▶ _Given task_
Rewrite the rows below, switching each "detector" to "locator" and keeping everything else unchanged.

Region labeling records
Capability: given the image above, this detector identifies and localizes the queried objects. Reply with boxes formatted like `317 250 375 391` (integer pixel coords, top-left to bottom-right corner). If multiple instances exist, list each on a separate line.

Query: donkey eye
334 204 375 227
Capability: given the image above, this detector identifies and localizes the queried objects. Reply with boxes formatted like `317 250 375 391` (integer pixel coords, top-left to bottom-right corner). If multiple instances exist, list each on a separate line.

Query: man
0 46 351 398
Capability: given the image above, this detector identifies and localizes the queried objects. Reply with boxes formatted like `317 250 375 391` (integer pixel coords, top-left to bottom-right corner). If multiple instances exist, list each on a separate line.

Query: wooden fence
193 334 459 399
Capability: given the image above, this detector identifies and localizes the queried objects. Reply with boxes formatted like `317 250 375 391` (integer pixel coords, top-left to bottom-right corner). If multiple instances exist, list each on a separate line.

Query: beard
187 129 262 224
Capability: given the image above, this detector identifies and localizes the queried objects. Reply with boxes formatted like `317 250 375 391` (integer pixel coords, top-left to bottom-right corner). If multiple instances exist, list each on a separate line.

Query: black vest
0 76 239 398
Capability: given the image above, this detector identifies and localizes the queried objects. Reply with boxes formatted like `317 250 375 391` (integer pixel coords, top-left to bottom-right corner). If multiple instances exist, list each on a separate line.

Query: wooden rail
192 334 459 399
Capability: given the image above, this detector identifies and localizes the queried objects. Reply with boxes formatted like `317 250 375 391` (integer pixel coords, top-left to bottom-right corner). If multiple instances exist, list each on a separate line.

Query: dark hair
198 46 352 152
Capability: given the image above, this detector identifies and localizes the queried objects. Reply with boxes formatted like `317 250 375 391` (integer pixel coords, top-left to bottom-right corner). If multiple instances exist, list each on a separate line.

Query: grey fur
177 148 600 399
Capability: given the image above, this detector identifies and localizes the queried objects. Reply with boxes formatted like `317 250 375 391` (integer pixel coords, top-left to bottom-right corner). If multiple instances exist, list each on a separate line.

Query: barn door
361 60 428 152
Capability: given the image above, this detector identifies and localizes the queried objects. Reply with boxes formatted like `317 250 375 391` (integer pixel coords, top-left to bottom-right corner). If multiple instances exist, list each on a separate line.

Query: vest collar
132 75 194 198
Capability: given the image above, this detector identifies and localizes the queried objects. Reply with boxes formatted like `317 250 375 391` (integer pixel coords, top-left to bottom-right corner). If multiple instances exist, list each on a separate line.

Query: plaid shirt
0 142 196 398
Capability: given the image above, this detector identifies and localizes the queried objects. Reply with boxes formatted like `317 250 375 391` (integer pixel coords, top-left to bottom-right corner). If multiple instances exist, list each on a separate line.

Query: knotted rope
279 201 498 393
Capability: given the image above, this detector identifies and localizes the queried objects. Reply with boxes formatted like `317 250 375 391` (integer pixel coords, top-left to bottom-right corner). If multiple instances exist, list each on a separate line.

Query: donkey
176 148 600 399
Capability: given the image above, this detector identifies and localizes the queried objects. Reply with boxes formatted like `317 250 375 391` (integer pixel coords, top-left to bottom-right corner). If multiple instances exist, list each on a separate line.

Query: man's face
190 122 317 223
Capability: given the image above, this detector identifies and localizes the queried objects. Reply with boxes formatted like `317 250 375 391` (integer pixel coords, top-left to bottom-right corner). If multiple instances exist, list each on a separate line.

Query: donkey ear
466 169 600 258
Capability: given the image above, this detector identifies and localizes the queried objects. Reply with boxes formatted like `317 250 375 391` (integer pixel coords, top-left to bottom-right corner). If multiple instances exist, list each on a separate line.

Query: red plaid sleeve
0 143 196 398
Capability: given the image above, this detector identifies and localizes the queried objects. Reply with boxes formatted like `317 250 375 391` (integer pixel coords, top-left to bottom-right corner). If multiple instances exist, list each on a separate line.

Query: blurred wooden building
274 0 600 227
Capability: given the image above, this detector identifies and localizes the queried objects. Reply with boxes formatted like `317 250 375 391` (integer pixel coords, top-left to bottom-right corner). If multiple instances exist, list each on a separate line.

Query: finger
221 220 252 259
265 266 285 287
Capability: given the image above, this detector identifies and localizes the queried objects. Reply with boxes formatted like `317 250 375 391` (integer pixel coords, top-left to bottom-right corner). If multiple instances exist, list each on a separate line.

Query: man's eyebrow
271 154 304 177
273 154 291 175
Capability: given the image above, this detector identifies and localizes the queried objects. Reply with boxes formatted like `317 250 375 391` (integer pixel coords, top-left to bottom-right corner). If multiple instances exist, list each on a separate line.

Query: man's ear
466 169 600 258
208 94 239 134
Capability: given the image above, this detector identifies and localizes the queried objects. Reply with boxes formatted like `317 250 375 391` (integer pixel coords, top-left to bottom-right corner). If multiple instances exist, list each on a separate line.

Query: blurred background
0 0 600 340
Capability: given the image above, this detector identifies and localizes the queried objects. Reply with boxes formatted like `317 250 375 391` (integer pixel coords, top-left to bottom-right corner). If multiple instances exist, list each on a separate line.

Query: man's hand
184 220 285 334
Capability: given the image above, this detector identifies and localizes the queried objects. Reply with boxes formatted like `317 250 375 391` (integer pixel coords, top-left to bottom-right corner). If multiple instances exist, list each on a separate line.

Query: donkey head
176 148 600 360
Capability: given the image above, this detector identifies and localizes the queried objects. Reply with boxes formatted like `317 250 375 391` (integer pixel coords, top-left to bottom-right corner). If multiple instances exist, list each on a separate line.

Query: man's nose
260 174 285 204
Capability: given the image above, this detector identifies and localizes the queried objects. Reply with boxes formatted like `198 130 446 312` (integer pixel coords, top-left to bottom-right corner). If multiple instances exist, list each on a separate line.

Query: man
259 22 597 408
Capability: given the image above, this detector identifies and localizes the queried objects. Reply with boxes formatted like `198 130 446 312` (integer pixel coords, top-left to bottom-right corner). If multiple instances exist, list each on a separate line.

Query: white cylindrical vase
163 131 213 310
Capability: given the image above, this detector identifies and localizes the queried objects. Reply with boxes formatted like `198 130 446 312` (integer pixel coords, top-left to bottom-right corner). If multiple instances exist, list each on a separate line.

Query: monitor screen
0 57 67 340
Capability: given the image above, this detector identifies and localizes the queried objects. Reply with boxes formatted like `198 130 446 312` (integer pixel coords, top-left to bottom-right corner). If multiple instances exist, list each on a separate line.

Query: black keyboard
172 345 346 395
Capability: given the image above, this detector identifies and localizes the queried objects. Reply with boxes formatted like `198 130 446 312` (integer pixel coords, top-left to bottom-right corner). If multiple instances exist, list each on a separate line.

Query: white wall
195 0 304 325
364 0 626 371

▶ _Response to this exercise_
Capability: given the image above, this locator identifies and localizes the queried objects. Reply with boxes formatted like `317 250 375 391` (integer pixel coords, top-left to bottom-right corner). If multiple instances exist, list each on a separate line.

Query: donkey eye
334 204 375 227
Capability: given the image above, this locator identifies and localizes the queried objects. Reply with boxes formatted like `317 250 375 391` (integer pixel coords, top-left to bottom-right corner). If multiple instances exist, list each on a separate line.

Query: man
0 46 351 398
Capability: given the image above, this locator identifies and localizes the queried objects. Reply with boxes formatted like `317 250 375 391` (integer pixel coords, top-left to bottom-right corner). If multiple instances exist, list each on a separate line.

Query: wooden fence
193 334 459 399
Capability: given the image above, this locator identifies and localizes the queried objects. Reply with boxes formatted like `317 250 375 391` (integer pixel coords, top-left to bottom-right corner). If multiple instances exist, list each on a separate line.

Query: beard
187 129 262 224
Capability: given the image above, this locator identifies and localizes the queried objects. Reply with boxes formatted like `317 250 375 391` (integer pixel coords, top-left to bottom-right corner). If multiple instances exist, list each on a separate line.

Query: black vest
0 76 239 398
Capability: given the image above, this locator identifies and localizes the queried objects. Reply with boxes formatted like `317 250 375 391` (integer pixel coords, top-left to bottom-right corner). If multiple instances exist, list each on a separate line.

Query: wooden rail
192 334 459 399
Capability: given the image above, this locator identifies and localizes the queried objects. Reply with boxes formatted like `317 250 375 391` (integer pixel coords, top-left to bottom-right corner). If multiple instances exist, list each on a separate line.

Query: dark hair
198 46 352 152
Capability: given the image above, this locator identifies and localizes the queried objects. Reply with boxes formatted like `317 250 375 391` (integer pixel coords, top-left to bottom-right corner). If multiple instances exist, list each on a separate line.

Query: grey fur
177 148 600 399
Capability: given the image above, this locator identifies and localizes the queried objects. Reply with boxes formatted like `317 250 375 391` (integer pixel coords, top-left to bottom-right corner). If multiple instances exist, list each on a separate line.

Query: barn door
361 60 428 152
Capability: given the image above, this locator identifies and localizes the queried objects. Reply with boxes formatted like `317 250 375 391` (integer pixel coords, top-left to bottom-right corner). If multiple instances exist, list each on a separate line.

Query: vest collar
132 75 194 198
Capability: given the image above, this locator identifies and localizes the queried objects. Reply with boxes formatted like `317 250 375 391` (integer pixel coords, top-left to bottom-right corner). If multiple instances exist, list each on a separate line.

Query: plaid shirt
0 142 196 398
Capability: given the image above, this locator identifies and localizes the queried objects. Reply with boxes formatted like `317 250 375 391` (integer pixel coords, top-left to bottom-right corner). If multiple instances exist, list each on a separate line.

Query: knotted rope
279 201 498 393
Capability: given the image above, this locator identifies and localizes the queried objects. Reply with boxes formatted like `317 250 375 391` (integer pixel coords, top-left to bottom-right corner). If multiple instances exist, list each on a separate line.

Query: donkey
176 148 600 399
Capability: given the image above, this locator identifies and localizes the queried objects. Reply with boxes formatted like `317 250 375 391` (integer pixel coords, top-left to bottom-right corner). If multiple instances exist, list each on a separate line.

Query: man's face
190 122 317 223
Capability: given the image above, this locator identifies and localizes the queried objects. Reply with boxes formatted like `317 250 375 391` (integer pixel coords, top-left to bottom-right corner). If multiple instances exist, list each on a separate line.

Query: donkey ear
466 169 600 258
Capability: given the image above, this locator identifies and localizes the queried objects. Reply with boxes formatted like `317 250 375 391` (integer pixel coords, top-left to bottom-right corner). If multiple instances exist, list each on a separate line.

Query: red plaid sleeve
0 143 196 398
Capability: given the image above, this locator identifies and localizes the queried objects. Reply with boxes formatted like `317 250 375 391` (integer pixel coords, top-left to bottom-right corner). If multiple instances exist, list each on a separate line.

Query: blurred wooden building
274 0 600 227
Capability: given the image above, this locator identifies and localizes the queried objects. Reply with boxes formatted like `317 250 375 391` (integer pixel coords, top-left to bottom-right corner). If multiple instances exist, list each on a separate line.

Query: finger
221 220 252 259
265 266 285 287
Capability: given the image above, this locator identifies and localizes the queried objects. Reply with boxes formatted like `317 250 375 391` (integer pixel coords, top-left to bottom-right corner). If multiple instances exist, list each on a separate line.

Query: man's eyebrow
271 154 304 177
273 154 291 175
Capability: given the image above, this locator identifies and localizes the queried objects. Reply with boxes formatted like `317 250 375 391` (integer pixel coords, top-left to bottom-right corner). If multiple instances exist, list each on a separate line.

Query: man's ear
466 169 600 258
208 94 239 134
Capability: given the image above, this locator identifies and localizes the queried objects. Reply with boxes formatted like `317 250 375 391` (integer pixel coords, top-left to bottom-right corner). If multiple instances exist, list each on a separate line.

Query: blurred background
0 0 600 340
Capability: given the image above, this locator identifies and localizes the queried objects. Reply with boxes formatted like `317 250 375 391` (integer pixel coords, top-left to bottom-right corner). If multiple instances exist, list each on a separate line.

Query: man's hand
184 220 285 334
Capability: given the image above, this locator identifies and localizes the queried objects. Reply with boxes formatted like `317 250 375 391` (integer pixel coords, top-left to bottom-right corner). If multiple instances exist, list each on a separate line.

Query: donkey head
176 148 600 360
Capability: given the image above, this locator identifies and localizes the queried objects. Reply with boxes formatted like `317 250 375 391` (integer pixel coords, top-left to bottom-right corner). If multiple instances exist, list each on a separate line.

Query: man's nose
260 174 285 204
Capability: given the image above, this locator identifies and localizes the queried objects. Reply with boxes formatted like `198 130 446 312` (integer pixel coords, top-left to bottom-right corner). If multiple instances exist, list each on a separate line.

Query: man
259 22 597 408
Capability: given the image above, this locator identifies and localizes the queried objects. Reply with boxes formatted like `198 130 446 312` (integer pixel coords, top-left to bottom-right corner). If multiple instances exist, list each on a separate line.

Query: white cylindrical vase
163 131 213 310
Capability: given the image above, this locator identifies and localizes the queried objects. Reply with boxes formatted like `198 130 446 312` (integer pixel coords, top-left to bottom-right corner). If multiple instances exist, list each on a separate line.

Query: monitor screen
0 57 67 340
Capability: given the image above, this locator identifies and localizes the queried objects. Reply with boxes formatted like `198 130 446 312` (integer pixel coords, top-left to bottom-right corner). If multiple instances exist, list each on a separate line.

Query: black keyboard
172 345 346 395
Capability: given the image above, this locator identifies and localizes the queried objects. Reply with boxes formatted like `198 130 446 312` (integer pixel coords, top-left to bottom-right corner). If multiple instances exist, list each on a separate line.

Query: white wall
195 0 304 325
364 0 626 371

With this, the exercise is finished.